> [SET TASK]
Translate this sentence from the forum thread on removing car wax into Spanish: "I think you have hit the nail on the head there."
--- start of PASSAGE SHOWN ---
Just seen that, may have to pop in and grab a bottle or 2  cheers for the heads up chongo!

Sent from my SM-G950F using Tapatalk


----------



## ivan_ch (Jun 23, 2019)

Sometimes using IPA (Isopropyl alcohol), diluted to 30-50%. Works good on removing waxes and some sealents.


----------



## fatdazza (Dec 29, 2010)

ivan_ch said:


> Sometimes using IPA (Isopropyl alcohol), diluted to 30-50%. Works good on removing waxes and some sealents.


Not recommended. Using strong dilutions of ipa can soften paint and has very poor lubrication. Right product is panel wipe.


----------



## westerman (Oct 12, 2008)

I just wash, decon with fallout etc, clay and panel wipe.

Looking at the posts above maybe we should conclude there is no fast and easy way to remove wax, it's just that some methods are quicker than others?

Harry


----------



## smarty5927 (Jan 9, 2007)

westerman said:


> Looking at the posts above maybe we should conclude there is no fast and easy way to remove wax, it's just that some methods are quicker than others?
> 
> Harry


I think you have hit the nail on the head there.:thumb:

John


----------



## Alfieharley1 (Jun 8, 2014)

Angelwax stripped ease I’m sure it is called


----------



## BarryAllen (Feb 3, 2017)

fatdazza said:


> Not recommended. Using strong dilutions of ipa can soften paint and has very poor lubrication. Right product is panel wipe.


I have read this (and actually only use diluted IPA myself as a result)... but there are far harsher products on the market, like Tar remover, which I would have thought would have been petroleum based - that can't be doing the clear coat too many favours.


----------
--- end of PASSAGE SHOWN ---
--- start of DATA LISTING ---
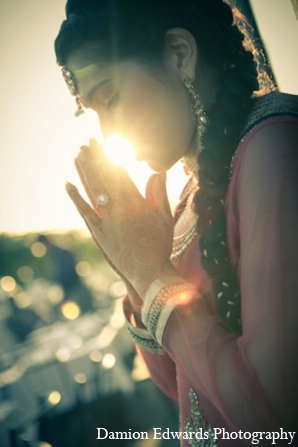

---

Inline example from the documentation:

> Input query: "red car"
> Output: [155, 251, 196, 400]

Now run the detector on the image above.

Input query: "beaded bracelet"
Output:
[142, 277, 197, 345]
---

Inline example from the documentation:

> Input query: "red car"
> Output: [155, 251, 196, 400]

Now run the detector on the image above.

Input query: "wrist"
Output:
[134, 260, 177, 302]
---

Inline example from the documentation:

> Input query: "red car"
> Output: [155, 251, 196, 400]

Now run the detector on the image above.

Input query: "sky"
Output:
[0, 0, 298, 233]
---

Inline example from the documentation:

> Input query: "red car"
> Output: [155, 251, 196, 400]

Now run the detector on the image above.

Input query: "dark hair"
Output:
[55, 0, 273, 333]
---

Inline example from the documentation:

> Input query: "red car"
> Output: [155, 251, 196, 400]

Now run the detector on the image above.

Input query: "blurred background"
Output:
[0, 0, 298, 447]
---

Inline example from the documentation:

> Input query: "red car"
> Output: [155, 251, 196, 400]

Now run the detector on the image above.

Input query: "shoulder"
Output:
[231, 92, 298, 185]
--- end of DATA LISTING ---
--- start of DATA LISTING ---
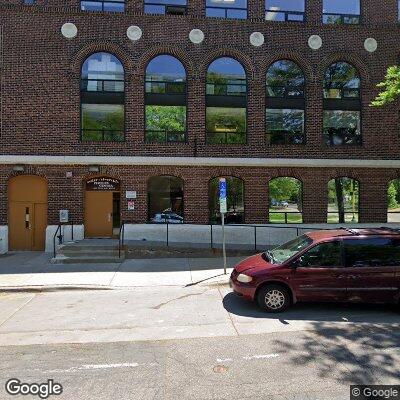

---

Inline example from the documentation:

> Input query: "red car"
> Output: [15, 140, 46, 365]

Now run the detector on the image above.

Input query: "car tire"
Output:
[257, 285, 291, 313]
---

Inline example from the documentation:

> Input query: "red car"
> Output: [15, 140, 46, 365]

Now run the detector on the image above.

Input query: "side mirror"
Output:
--- end of DATA LISTING ---
> [ANSWER]
Creo que ahí has dado en el clavo.